Entries from a pointing dataset ▸
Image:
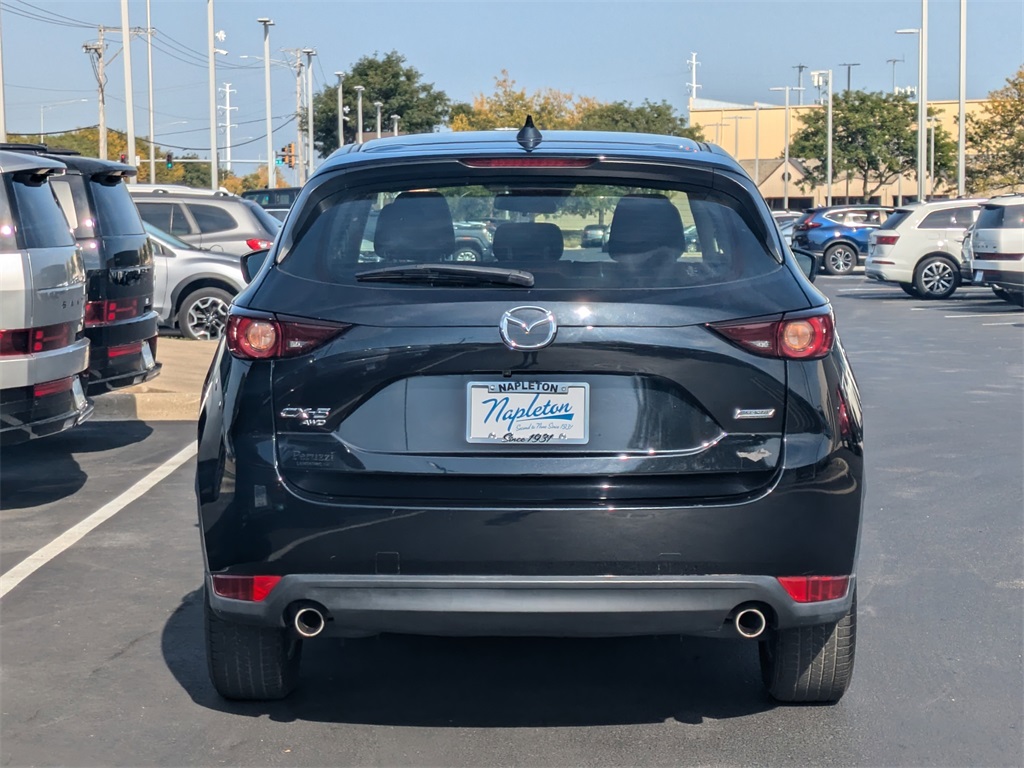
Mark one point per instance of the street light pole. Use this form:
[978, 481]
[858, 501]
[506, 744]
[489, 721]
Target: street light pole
[267, 24]
[358, 114]
[309, 108]
[129, 100]
[922, 111]
[341, 110]
[962, 137]
[785, 160]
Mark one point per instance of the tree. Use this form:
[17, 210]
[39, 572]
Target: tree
[995, 140]
[873, 139]
[420, 107]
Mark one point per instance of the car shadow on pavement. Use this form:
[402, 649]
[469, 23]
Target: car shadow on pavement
[492, 682]
[44, 471]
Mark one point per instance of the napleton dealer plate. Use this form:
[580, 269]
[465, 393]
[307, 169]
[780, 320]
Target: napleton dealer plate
[527, 412]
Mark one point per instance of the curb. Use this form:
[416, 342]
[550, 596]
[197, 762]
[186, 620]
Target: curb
[145, 407]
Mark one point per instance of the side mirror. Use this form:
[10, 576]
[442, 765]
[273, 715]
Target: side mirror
[809, 262]
[252, 262]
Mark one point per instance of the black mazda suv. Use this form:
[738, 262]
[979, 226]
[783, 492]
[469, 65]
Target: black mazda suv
[654, 438]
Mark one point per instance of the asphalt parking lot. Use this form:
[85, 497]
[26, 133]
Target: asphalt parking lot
[102, 658]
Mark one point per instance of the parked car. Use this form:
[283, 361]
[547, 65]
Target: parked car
[550, 443]
[919, 247]
[997, 247]
[43, 350]
[593, 236]
[276, 202]
[214, 220]
[194, 287]
[839, 235]
[120, 322]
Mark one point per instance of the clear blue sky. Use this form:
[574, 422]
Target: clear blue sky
[628, 50]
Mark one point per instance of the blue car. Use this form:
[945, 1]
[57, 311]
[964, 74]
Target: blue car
[839, 235]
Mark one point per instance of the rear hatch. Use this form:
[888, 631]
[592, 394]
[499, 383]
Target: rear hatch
[597, 379]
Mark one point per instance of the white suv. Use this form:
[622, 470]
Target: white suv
[919, 247]
[997, 247]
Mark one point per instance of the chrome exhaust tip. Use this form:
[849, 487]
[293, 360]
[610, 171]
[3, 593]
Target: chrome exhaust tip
[751, 623]
[308, 622]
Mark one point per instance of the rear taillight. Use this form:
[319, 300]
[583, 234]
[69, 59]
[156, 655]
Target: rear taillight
[52, 387]
[808, 337]
[815, 589]
[30, 340]
[251, 589]
[528, 162]
[268, 337]
[111, 310]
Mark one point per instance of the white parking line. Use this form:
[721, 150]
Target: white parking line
[33, 562]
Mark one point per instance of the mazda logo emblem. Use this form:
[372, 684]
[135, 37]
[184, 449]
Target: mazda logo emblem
[527, 328]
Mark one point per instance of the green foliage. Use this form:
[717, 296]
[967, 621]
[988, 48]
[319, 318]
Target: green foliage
[875, 139]
[995, 140]
[419, 105]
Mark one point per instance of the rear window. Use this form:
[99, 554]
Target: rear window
[40, 222]
[659, 237]
[1001, 217]
[895, 219]
[211, 218]
[115, 210]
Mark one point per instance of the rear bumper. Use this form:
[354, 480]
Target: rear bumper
[544, 606]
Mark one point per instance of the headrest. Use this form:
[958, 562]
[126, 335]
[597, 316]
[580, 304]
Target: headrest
[643, 223]
[416, 226]
[538, 242]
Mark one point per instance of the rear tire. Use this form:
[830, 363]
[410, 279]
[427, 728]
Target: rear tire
[909, 290]
[840, 259]
[250, 664]
[936, 278]
[810, 664]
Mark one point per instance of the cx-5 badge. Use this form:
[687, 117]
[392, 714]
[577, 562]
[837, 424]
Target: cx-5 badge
[527, 328]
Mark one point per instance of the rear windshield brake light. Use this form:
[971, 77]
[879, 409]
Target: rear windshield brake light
[528, 162]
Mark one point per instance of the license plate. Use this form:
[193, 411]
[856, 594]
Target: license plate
[78, 393]
[528, 413]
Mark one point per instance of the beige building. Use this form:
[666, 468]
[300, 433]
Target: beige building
[755, 134]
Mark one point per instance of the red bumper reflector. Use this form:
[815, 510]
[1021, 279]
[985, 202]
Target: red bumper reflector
[815, 589]
[52, 387]
[251, 589]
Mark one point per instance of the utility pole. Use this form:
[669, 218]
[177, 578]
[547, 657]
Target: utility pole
[98, 49]
[800, 83]
[894, 61]
[692, 86]
[341, 110]
[785, 158]
[129, 100]
[227, 124]
[962, 137]
[358, 113]
[735, 134]
[3, 110]
[849, 70]
[309, 103]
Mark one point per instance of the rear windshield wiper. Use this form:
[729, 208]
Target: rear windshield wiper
[449, 274]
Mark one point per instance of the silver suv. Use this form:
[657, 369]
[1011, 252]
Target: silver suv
[43, 351]
[194, 287]
[214, 220]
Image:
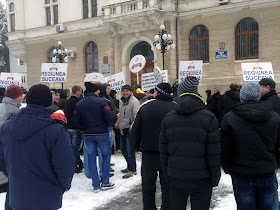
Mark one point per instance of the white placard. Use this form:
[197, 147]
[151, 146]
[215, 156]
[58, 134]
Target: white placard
[148, 81]
[116, 81]
[8, 79]
[137, 63]
[190, 68]
[164, 76]
[54, 72]
[158, 75]
[94, 78]
[257, 71]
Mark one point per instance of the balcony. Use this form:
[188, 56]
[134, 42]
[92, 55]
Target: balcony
[129, 7]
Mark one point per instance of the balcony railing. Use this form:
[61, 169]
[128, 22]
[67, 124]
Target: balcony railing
[128, 7]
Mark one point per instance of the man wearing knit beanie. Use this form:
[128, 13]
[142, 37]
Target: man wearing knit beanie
[10, 103]
[145, 133]
[93, 116]
[250, 149]
[36, 154]
[129, 106]
[189, 145]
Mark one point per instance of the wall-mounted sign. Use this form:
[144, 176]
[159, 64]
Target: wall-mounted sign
[54, 72]
[105, 67]
[221, 54]
[137, 63]
[257, 71]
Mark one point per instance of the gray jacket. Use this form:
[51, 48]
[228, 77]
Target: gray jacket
[7, 107]
[128, 112]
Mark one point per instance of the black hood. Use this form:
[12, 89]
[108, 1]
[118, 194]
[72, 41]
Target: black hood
[234, 95]
[253, 111]
[189, 104]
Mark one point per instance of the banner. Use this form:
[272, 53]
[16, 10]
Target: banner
[148, 81]
[190, 68]
[54, 72]
[164, 76]
[137, 63]
[257, 71]
[8, 79]
[116, 81]
[94, 78]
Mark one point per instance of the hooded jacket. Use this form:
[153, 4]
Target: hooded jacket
[190, 142]
[227, 100]
[108, 98]
[36, 155]
[7, 107]
[146, 127]
[93, 115]
[250, 140]
[274, 99]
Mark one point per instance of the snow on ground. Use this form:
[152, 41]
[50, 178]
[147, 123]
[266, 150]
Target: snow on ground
[81, 195]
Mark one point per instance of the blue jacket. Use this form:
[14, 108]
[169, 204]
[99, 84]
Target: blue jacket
[36, 156]
[93, 115]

Directive ▸ Reproduce the part of the material that opens with the line containing "Mark one point per instance of the blue jacket." and closes with the end of the material, changing "blue jacket" to "navy coat" and leaving everything else as it stands.

Answer to the exercise ▸
Mark one point per instance of the navy coat. Use this form:
[14, 108]
[169, 204]
[99, 84]
Target: navy coat
[36, 156]
[93, 115]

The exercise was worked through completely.